- **Consigne**: Indiquez, d'après l'extrait cité, ce dont Bernard est le récipient.

- **Extrait cité**:
▽
L'autre bénéficiaire, in extremis cette saison, de l'histoire, c'est Bernard. Bien entendu, un peu comme Maeve ou Halores, il n'a guère eu l'occasion de briller au cours des huit épisodes. Pire : on a souvent eu l'impression que, tellement à l'écart du feu de l'action, les scénaristes le détachaient trop de la série, bien qu'il ait été souvent suggéré qu'il jouait un rôle décisif dans le plan de Dolores. Bernard n'a même pas eu droit à un épisode dédié (contrairement à Halores, Caleb, Maeve, Serac). Mais, in fine donc, on nous explique, succinctement mais justement, en quoi il est si important : la fameuse dernière perle de Dolores, c'est Bernard qui en est le récipient. Ainsi il ressent ce qu'elle ressent (et sait quand elle disparaît), mais surtout il hérite d'un casque lui donnant accés au Sublime. Et cette dimension virtuelle n'est donc pas qu'un refuge des consciences des hôtes sauvés par Maeve, mais une sorte de fenêtre sur le futur après Rehoboam et Serac. Là encore, dans une scène post-générique de fin, les scénaristes font un bond en avant, un flash-forward vertigineux (qu'on peut deviner en voyant l'épaisse poussière dont est recouvert Bernard) : il se réveille après son séjour dans la Sublime et... C'est reparti pour d'intenses spéculations sur ce qu'il y a découvert. Combien de temps exactement Bernard s'est-il absenté ? Par rapport à l'autre scène post-générique de fin avec le meurtre de William et la situation de Halores ? Tout ça est très excitant et devrait assurer à Bernard plus de consistance, plus de temps à l'image dans la saison 4.
△
- **Données extraites**:
▽
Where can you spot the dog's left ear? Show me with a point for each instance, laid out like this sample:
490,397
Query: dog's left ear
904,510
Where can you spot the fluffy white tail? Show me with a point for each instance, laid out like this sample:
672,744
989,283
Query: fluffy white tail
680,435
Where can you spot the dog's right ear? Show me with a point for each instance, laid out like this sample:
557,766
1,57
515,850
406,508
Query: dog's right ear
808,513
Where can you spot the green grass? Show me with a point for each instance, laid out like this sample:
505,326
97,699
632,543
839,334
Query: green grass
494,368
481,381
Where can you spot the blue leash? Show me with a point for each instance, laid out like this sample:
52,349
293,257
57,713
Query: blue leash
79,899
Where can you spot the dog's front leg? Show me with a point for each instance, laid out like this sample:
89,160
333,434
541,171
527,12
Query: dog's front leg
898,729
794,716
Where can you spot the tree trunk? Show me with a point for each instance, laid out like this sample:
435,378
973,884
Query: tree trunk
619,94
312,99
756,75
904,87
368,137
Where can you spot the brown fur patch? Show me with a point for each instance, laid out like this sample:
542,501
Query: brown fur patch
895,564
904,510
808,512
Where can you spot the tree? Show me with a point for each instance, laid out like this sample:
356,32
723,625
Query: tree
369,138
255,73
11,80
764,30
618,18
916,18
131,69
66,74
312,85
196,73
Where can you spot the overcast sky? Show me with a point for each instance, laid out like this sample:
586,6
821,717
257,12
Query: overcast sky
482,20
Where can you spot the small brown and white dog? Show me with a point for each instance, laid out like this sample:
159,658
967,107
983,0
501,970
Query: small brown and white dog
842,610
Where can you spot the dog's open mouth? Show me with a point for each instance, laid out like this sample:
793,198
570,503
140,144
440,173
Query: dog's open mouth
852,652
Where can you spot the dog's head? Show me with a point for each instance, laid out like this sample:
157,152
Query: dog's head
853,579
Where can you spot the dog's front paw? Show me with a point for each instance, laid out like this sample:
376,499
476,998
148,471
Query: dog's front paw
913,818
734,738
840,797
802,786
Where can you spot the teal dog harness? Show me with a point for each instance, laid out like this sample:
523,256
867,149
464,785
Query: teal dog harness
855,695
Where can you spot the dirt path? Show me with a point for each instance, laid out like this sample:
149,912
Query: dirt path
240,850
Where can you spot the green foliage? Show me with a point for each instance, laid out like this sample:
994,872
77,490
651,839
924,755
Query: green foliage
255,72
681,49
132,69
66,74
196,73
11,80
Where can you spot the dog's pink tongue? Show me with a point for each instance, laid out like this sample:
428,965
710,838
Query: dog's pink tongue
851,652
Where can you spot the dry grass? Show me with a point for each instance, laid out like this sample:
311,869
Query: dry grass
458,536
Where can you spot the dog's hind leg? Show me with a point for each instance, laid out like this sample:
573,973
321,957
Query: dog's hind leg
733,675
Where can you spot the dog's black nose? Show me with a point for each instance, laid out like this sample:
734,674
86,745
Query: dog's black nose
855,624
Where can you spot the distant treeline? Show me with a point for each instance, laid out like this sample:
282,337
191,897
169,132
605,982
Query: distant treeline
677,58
△
- **Corrigé**: Bernard est le récipient de la dernière perle de Dolores.